[Work instructions]
- 1) In the article on the Australian Institute of Sport, during which years was Robert de Castella its Director?
- 2) Alter the stretch from "With the Federal" through "and Canberra Stadium." in the article on the Australian Institute of Sport, putting "Commonwealth Government" in place of "Federal Government".
- 3) Carry on the article on the Australian Institute of Sport from the point where it stops.
### Page text ###
Robert de Castella slams lack of direction at Australian Institute of Sport
Marathon legend Robert de Castella has slammed the current direction of the Australian Institute of Sport (AIS), declaring the once elite sporting institution is dead and lamenting the end of an era at the Canberra campus.
With the Federal Government set to publish a new National Sports Plan tomorrow, de Castella, Director of the AIS from 1990 to 1995, is uncertain as to whether the AIS will get clarity over its future.
As reported by the Sydney Morning Herald, it is uncertain as to whether the Federal Government’s plan, which has been developed over the past 18 months, will include a review of major assets, including the AIS Arena and Canberra Stadium.
With several sports including Football Federation Australia and Gymastics Australia leaving, or having ended their programs at the AIS, de Castella expressed a fear that political decisions will haunt the next generation of athletes, coaches and staff.
### Dataset entries ###
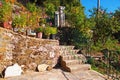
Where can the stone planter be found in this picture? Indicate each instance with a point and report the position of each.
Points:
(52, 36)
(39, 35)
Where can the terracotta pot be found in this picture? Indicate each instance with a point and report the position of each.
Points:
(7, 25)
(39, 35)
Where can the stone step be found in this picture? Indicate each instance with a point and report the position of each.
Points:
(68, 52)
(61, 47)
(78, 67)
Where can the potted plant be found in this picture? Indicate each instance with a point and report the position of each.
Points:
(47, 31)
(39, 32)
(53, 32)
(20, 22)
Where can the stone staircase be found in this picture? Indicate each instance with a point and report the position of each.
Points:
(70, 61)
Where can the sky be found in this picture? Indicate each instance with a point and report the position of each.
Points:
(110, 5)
###
### Dataset entries ###
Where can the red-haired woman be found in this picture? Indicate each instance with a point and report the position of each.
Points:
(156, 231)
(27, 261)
###
[Results in order]
- 1) From 1990 to 1995.

- 2)
With the Commonwealth Government set to publish a new National Sports Plan tomorrow, de Castella, Director of the AIS from 1990 to 1995, is uncertain as to whether the AIS will get clarity over its future.
As reported by the Sydney Morning Herald, it is uncertain as to whether the Commonwealth Government’s plan, which has been developed over the past 18 months, will include a review of major assets, including the AIS Arena and Canberra Stadium.

- 3)
He told the Sydney Morning Herald “the AIS is dead. It's the end of an era, it's devastating. Devastating for all of the young kids and I don't know where all of our next generation of athletes, coaches, sports medicos and physios and scientists are going to come from.”
Reportedly looking to reinvent itself so it can become a world leader in sports science the new-look AIS will differentiate from other state sports institutes.
However, 40 jobs are likely to be lostwhile the Australian Sports Commission is looking to sell Canberra Stadium and the AIS Arena to the ACT Government in a significant asset overhaul.
de Castella stated “you can't have seven state institutes or academies providing the same quality of service of one national peak organisation. You can't afford it for a start, let alone the culture that has been decimated.
"It's like shuffling deck chairs on the Titanic. It's just a shell of what it was at the AIS. The 'new' AIS has no athletes, no coaches, and no residential program. It makes it a sham.
"What was once great, the envy of the world and the dreams of Aussie sports kids, coaches and support staff, is now gone, never to return."
Gymnastics, one of the eight foundation sports at the campus, is leaving the AIS for the first time since 1981, citing a decaying facility as the main reason from walking away.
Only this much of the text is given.